3.12. Un año
- José Carlos Mariátegui
1En una madrugada como esta, madrugada de Catorce de Julio, madrugada de la Bastilla, madrugad aneblinosa y fría de invierno, le hablamos por primera vez a las gentes desde este papel impreso que andando los tiempos se ha hecho bandera, broquel y tizona.
Nosotros éramos entonces lo mismo que hoy, unos buenos chicos, sacerdotes intermitentes de la mala noche, escuderos de tal cual caballero andante cuya quimera nunca averiguamos, comentadores ora frívolos, ora graves, de las vulgaridades cotidianas, lectores burlones de los demás y de nosotros mismos y ahijados engreídos de la risueña malicia nacional.
Nos habíamos pasado los años delante de una máquina Underwood que era nuestra amiga, nuestra amada, nuestra confidente, nuestra madrina y nuestra intérprete. Escribiendo en ella nos habíamos reído muchas veces de los hombres y de las cosas y nos habíamos imaginado que su teclado se reía con nosotros. Vivíamos felices porque nos imaginábamos que había en nosotros algo de la máquina de escribir yanqui y disciplinada y en la máquina de escribir algo de nosotros, criollos y desordenados.

=== Líneas de datos ===

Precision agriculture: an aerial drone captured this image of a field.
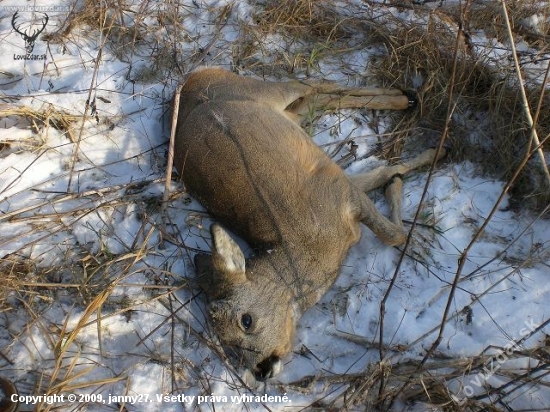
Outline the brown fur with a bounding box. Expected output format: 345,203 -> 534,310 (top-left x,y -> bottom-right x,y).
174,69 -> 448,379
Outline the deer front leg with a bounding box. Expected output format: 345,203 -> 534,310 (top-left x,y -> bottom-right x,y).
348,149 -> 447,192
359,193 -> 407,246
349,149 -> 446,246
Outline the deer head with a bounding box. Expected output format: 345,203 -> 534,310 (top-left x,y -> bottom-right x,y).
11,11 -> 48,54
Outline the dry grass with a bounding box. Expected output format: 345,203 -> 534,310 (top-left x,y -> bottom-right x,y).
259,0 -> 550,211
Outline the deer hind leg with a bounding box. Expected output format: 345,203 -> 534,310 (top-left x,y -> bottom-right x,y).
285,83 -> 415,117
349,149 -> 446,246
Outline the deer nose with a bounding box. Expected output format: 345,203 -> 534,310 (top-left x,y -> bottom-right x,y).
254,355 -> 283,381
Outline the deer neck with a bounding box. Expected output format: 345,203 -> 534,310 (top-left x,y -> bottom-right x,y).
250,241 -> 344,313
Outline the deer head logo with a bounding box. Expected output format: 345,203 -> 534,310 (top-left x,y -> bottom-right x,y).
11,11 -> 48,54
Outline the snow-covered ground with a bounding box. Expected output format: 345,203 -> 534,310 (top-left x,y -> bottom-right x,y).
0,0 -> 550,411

==

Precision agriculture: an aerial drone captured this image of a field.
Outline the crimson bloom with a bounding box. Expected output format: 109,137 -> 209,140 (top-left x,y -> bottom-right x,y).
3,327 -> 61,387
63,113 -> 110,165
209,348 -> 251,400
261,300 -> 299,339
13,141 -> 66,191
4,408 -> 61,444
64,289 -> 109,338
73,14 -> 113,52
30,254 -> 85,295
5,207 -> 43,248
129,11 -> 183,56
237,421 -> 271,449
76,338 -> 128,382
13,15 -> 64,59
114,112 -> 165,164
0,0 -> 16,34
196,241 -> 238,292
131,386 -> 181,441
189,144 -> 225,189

=== Requisitos ===
Prosigue el fragmento «Un año», sobre los días frente a la máquina Underwood, a partir de su última oración.

=== Respuesta ===
Y repentinamente nos encontrábamos delante de una máquina nueva.
Pero era siempre una máquina Underwood y nos pareció la misma de antes.
Nos dijeron gravemente en la madrugada de ese catorce de julio pasado:
—¡Vamos a hablarle al país! Pongámosnos muy serios.
Y nosotros escribimos a nuestra manera, un rato con el alma llena de risa y otro rato con el alma llena de sueños.
Miramos al Palacio de Gobierno y encontramos en él al señor Pardo. Nos dimos cuenta de que el señor Pardo era presidente de la República. Y comprendimos entonces por qué estábamos hablándole al país y por qué teníamos que ponernos muy serios.
Y en esta madrugada que es para nosotros una madrugada de aniversario, de conmemoración y de efemérides, volvemos a ver en el Palacio de Gobierno al señor Pardo, más señor Pardo que hace un año, pero todavía presidente de la República.
También volvemos a ver al señor Riva Agüero. Recordamos lo que le hemos gritado en un año entero y nace en nuestro ánimo una sorpresa muy honda al sentirle todavía colaborador del señor Pardo.
Preguntamos a gritos en un ímpetu que nos hace dejar la máquina de escribir:
—¿Toda la vida nos van a gobernar este mismo señor Pardo y este mismo señor Riva Agüero?
Vibra en nuestra interrogación exasperada un anhelo impreciso que transige con la sustitución de este señor Pardo por otro señor Pardo y de este señor Riva Agüero por otro señor Riva Agüero.
Nos responden:
—El señor Riva Agüero se va muy pronto.
Y ha sido tan grande la energía de aquella interrogación que nos sentimos sin fuerzas para preguntar si no se va también el señor Pardo.
Pensamos luego en nosotros.
Nos sentimos un poco desesperanzados, tundidos y fatigados por las realidades de esta democracia mestiza.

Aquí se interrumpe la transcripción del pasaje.